— Start THE DATA —

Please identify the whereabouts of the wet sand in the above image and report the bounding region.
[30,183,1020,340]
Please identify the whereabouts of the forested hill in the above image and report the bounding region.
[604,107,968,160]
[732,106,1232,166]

— End THE DATA —

GIVEN EXERCISE: Can you retype, character for character, the stretch from the line containing "Please identify the whereabouts of the forested" through the end of the records above?

OUTPUT OF THE EXERCISE:
Please identify the whereabouts of the forested hill in the above image and report the bounding region.
[604,107,968,160]
[732,106,1232,166]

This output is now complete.